▸ **Data under study**:
== Segment start ==

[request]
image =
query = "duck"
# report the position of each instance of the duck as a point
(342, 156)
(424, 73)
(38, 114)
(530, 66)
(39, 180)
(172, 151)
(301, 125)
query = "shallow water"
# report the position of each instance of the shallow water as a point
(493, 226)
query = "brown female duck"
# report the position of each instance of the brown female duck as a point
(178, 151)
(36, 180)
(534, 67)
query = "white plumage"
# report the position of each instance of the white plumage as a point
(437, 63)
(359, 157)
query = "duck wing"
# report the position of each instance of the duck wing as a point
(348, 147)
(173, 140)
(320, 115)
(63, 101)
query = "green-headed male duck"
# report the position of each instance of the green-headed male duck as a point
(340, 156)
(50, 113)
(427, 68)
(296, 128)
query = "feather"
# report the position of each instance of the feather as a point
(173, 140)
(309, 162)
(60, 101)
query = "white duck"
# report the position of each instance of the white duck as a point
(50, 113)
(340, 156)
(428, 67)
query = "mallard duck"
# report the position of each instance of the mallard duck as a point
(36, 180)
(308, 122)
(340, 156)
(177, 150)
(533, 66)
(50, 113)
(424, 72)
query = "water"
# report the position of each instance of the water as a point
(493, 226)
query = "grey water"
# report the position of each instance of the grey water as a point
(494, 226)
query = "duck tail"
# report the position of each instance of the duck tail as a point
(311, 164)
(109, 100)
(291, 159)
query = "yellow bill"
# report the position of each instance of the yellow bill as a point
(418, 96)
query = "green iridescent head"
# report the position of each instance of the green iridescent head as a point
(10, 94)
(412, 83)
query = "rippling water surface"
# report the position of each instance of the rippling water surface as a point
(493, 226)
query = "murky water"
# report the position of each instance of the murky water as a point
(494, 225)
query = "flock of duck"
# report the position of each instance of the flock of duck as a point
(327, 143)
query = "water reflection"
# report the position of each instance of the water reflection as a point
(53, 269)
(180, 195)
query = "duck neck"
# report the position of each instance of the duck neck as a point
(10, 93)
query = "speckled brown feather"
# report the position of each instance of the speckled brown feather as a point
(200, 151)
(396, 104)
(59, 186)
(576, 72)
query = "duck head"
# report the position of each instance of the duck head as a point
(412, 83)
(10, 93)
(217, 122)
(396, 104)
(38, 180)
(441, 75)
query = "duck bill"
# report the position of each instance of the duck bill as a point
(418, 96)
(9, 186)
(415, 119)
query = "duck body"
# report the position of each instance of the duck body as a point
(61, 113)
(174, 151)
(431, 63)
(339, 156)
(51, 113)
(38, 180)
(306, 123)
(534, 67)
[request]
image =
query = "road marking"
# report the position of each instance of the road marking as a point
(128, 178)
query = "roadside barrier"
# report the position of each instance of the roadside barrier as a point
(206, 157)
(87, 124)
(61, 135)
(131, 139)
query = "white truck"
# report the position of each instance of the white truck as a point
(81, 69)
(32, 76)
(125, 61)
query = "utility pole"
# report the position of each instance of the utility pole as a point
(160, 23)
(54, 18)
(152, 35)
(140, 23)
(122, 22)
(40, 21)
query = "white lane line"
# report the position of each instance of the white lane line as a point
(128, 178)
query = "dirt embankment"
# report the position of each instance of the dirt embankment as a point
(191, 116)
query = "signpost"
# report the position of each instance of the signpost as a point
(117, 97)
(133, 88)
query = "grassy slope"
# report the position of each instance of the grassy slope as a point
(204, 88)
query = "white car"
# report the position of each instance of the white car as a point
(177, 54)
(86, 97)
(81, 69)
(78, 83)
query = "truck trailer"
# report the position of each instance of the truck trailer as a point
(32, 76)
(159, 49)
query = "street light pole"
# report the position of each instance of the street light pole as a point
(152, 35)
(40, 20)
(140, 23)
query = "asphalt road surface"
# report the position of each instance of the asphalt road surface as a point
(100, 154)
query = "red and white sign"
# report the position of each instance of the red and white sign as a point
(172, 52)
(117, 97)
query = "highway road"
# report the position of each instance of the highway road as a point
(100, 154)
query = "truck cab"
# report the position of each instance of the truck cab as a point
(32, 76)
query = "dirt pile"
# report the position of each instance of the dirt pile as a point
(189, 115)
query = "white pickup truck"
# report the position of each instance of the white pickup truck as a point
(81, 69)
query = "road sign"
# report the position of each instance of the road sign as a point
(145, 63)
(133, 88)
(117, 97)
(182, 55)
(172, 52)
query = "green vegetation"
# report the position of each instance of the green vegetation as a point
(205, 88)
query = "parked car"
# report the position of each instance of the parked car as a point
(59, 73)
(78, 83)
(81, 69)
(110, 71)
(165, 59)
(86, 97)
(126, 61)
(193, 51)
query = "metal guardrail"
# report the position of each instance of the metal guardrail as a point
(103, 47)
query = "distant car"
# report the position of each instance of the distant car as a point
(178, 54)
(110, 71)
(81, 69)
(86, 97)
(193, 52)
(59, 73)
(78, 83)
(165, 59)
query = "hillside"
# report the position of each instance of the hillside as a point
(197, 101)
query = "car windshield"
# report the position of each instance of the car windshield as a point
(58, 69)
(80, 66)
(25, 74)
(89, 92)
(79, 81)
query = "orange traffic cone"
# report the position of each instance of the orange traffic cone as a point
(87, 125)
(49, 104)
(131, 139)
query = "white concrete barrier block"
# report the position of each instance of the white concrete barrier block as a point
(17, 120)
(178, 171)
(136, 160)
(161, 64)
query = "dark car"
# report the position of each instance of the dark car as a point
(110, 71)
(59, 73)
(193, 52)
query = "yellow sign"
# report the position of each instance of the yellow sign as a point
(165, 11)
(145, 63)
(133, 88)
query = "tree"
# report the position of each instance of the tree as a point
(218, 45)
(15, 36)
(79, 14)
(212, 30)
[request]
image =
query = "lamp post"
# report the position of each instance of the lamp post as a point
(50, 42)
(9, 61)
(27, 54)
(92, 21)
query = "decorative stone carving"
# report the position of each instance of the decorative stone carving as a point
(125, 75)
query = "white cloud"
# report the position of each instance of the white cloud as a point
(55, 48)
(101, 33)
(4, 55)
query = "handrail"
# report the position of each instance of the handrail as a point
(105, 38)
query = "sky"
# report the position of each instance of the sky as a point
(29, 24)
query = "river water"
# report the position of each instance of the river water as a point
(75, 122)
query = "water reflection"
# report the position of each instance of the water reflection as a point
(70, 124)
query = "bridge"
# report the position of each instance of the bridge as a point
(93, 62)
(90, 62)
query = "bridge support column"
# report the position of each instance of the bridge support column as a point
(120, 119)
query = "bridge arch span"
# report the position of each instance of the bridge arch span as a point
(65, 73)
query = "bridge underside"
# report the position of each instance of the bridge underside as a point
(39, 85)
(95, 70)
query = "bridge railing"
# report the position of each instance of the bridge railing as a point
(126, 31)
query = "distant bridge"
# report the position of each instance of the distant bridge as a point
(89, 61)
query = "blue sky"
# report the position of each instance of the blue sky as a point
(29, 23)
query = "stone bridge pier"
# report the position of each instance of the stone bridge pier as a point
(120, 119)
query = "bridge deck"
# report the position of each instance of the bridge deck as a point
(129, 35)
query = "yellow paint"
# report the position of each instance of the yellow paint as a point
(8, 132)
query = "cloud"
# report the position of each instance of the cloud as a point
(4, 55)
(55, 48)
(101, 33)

== Segment end ==

▸ **Exercise objective**:
Copy the entries exactly as they appear.

▸ **Task result**:
[request]
image =
query = "duck"
# report the position of each instance of the duck as a point
(342, 156)
(424, 73)
(38, 114)
(530, 66)
(39, 180)
(172, 151)
(301, 125)
query = "shallow water"
# report the position of each instance of the shallow water as a point
(493, 226)
query = "brown female duck"
# report the position of each instance of the brown female duck as a point
(178, 151)
(36, 180)
(534, 67)
query = "white plumage"
# report the position of each instance of the white plumage as a point
(437, 63)
(359, 157)
query = "duck wing"
# report the position of each instance of the duck wing as a point
(348, 147)
(173, 140)
(320, 115)
(63, 101)
query = "green-headed male duck"
# report the position of each instance of the green-headed male duck as a point
(340, 156)
(50, 113)
(427, 68)
(296, 128)
query = "feather"
# report the position of each instance of the feather as a point
(173, 140)
(309, 162)
(60, 101)
query = "white duck"
# report the position of each instance of the white duck as a point
(50, 113)
(340, 156)
(428, 67)
query = "mallard duck"
# report the position of each instance of the mallard duck as a point
(36, 180)
(308, 122)
(340, 156)
(177, 150)
(533, 66)
(50, 113)
(424, 72)
query = "water"
# report the position of each instance of the water as a point
(493, 226)
query = "grey water"
# report the position of each instance of the grey water as a point
(494, 226)
query = "duck tail"
# report the position of each instance of the duck tail as a point
(311, 164)
(109, 100)
(291, 159)
query = "yellow bill"
# report the position of each instance of the yellow bill as a point
(418, 96)
query = "green iridescent head"
# report the position of each instance of the green iridescent head as a point
(10, 94)
(412, 83)
query = "rippling water surface"
# report the position of each instance of the rippling water surface as a point
(493, 226)
query = "murky water"
# report the position of each instance of the murky water as a point
(494, 225)
query = "flock of duck"
# report the position of each instance of the flock of duck as a point
(327, 143)
query = "water reflection"
# report the position of each instance of the water reflection as a point
(53, 269)
(180, 195)
query = "duck neck"
# report the position of each instance of the duck neck as a point
(10, 93)
query = "speckled brown feather"
# report the position of each instance of the speckled brown feather as a point
(200, 151)
(396, 104)
(59, 186)
(576, 72)
query = "duck head"
# report the position of each instance of the duck head as a point
(412, 83)
(10, 93)
(217, 122)
(396, 104)
(38, 180)
(441, 75)
query = "duck bill"
# report the position of each instance of the duck bill as a point
(418, 96)
(9, 186)
(415, 119)
query = "duck body"
# report the position of each instance of the duck body as a point
(61, 113)
(174, 151)
(431, 63)
(339, 156)
(51, 113)
(38, 180)
(306, 123)
(534, 67)
[request]
image =
query = "road marking"
# report the position of each instance of the road marking as a point
(128, 178)
query = "roadside barrier"
# report the position of each instance of the roadside barrier as a point
(206, 157)
(87, 124)
(61, 135)
(131, 139)
query = "white truck"
# report the position of each instance of the white truck as a point
(81, 69)
(32, 76)
(125, 61)
query = "utility pole"
# report the position of each instance of the utility pole as a point
(160, 23)
(54, 18)
(152, 35)
(140, 23)
(122, 22)
(40, 21)
query = "white lane line"
# report the position of each instance of the white lane line as a point
(128, 178)
query = "dirt embankment"
# report the position of each instance of the dirt embankment as a point
(191, 116)
query = "signpost"
# report the position of each instance of the signpost as a point
(117, 97)
(133, 88)
query = "grassy slope"
# report the position of each instance of the grassy slope as a point
(204, 88)
query = "white car"
# report the position of each instance of the white car as a point
(177, 54)
(86, 97)
(81, 69)
(78, 83)
query = "truck trailer"
# report the position of each instance of the truck trailer as a point
(32, 76)
(159, 49)
query = "street light pole"
# report the position of each instance of the street light pole as a point
(152, 35)
(40, 20)
(140, 23)
query = "asphalt road surface"
# report the position of each instance of the asphalt road surface as a point
(100, 154)
query = "red and white sign"
# report the position of each instance of the red and white sign as a point
(172, 52)
(117, 97)
query = "highway road"
# report the position of each instance of the highway road as a point
(100, 154)
query = "truck cab"
# report the position of each instance of the truck cab as a point
(32, 76)
query = "dirt pile"
# report the position of each instance of the dirt pile as a point
(189, 115)
query = "white pickup truck"
# report the position of each instance of the white pickup truck as a point
(81, 69)
query = "road sign"
# report the position of each instance of the road sign as a point
(145, 63)
(133, 88)
(117, 97)
(182, 55)
(172, 52)
query = "green vegetation"
# report the position of each instance of the green vegetation as a point
(205, 88)
query = "parked car"
# report the position of each instance of the parked car as a point
(59, 73)
(78, 83)
(81, 69)
(110, 71)
(165, 59)
(86, 97)
(126, 61)
(193, 51)
query = "metal guardrail"
# report the position of each instance of the metal guardrail as a point
(103, 47)
query = "distant car"
# report the position of each instance of the distant car as a point
(178, 54)
(110, 71)
(81, 69)
(86, 97)
(193, 52)
(59, 73)
(78, 83)
(165, 59)
query = "hillside"
# report the position of each instance of the hillside as a point
(197, 101)
query = "car windshield"
# report the position of each instance of the car windshield as a point
(58, 69)
(80, 66)
(25, 74)
(89, 92)
(79, 81)
query = "orange traffic cone"
# report the position of each instance of the orange traffic cone as a point
(87, 125)
(49, 104)
(131, 139)
query = "white concrete barrier block"
# report the position of each instance of the white concrete barrier block as a point
(17, 120)
(178, 171)
(136, 160)
(161, 64)
query = "dark car"
# report the position of each instance of the dark car as a point
(110, 71)
(59, 73)
(193, 52)
query = "yellow sign"
# report the position of each instance of the yellow sign as a point
(165, 11)
(145, 63)
(133, 88)
query = "tree"
# report the position of each instance of the tree as a point
(218, 45)
(15, 36)
(79, 14)
(212, 30)
[request]
image =
query = "lamp post"
# report the position of each instance of the lamp post as a point
(50, 42)
(9, 61)
(27, 54)
(92, 21)
query = "decorative stone carving"
# report the position of each instance of the decorative stone carving as a point
(125, 75)
query = "white cloud"
# report the position of each instance of the white cloud as a point
(55, 48)
(101, 33)
(4, 55)
query = "handrail"
# report the position of each instance of the handrail as a point
(105, 38)
query = "sky"
# report the position of each instance of the sky as a point
(29, 24)
query = "river water"
# report the position of each instance of the river water as a point
(75, 122)
query = "water reflection"
# report the position of each instance of the water reflection as a point
(70, 124)
query = "bridge"
# report the position of each instance of the bridge as a point
(93, 62)
(90, 62)
query = "bridge support column"
# report the position of each instance of the bridge support column as a point
(120, 119)
query = "bridge arch span"
# report the position of each instance of the bridge arch span as a point
(65, 73)
query = "bridge underside"
# report the position of each instance of the bridge underside as a point
(39, 85)
(95, 70)
query = "bridge railing"
# report the position of each instance of the bridge railing as a point
(126, 31)
query = "distant bridge"
# report the position of each instance of the distant bridge as a point
(89, 61)
query = "blue sky"
# report the position of each instance of the blue sky as a point
(29, 23)
query = "stone bridge pier"
# report the position of each instance of the stone bridge pier as a point
(120, 119)
query = "bridge deck"
# report the position of each instance of the bridge deck as a point
(129, 35)
query = "yellow paint"
# report the position of each instance of the yellow paint as a point
(8, 132)
query = "cloud"
# report the position of each instance of the cloud as a point
(4, 55)
(55, 48)
(101, 33)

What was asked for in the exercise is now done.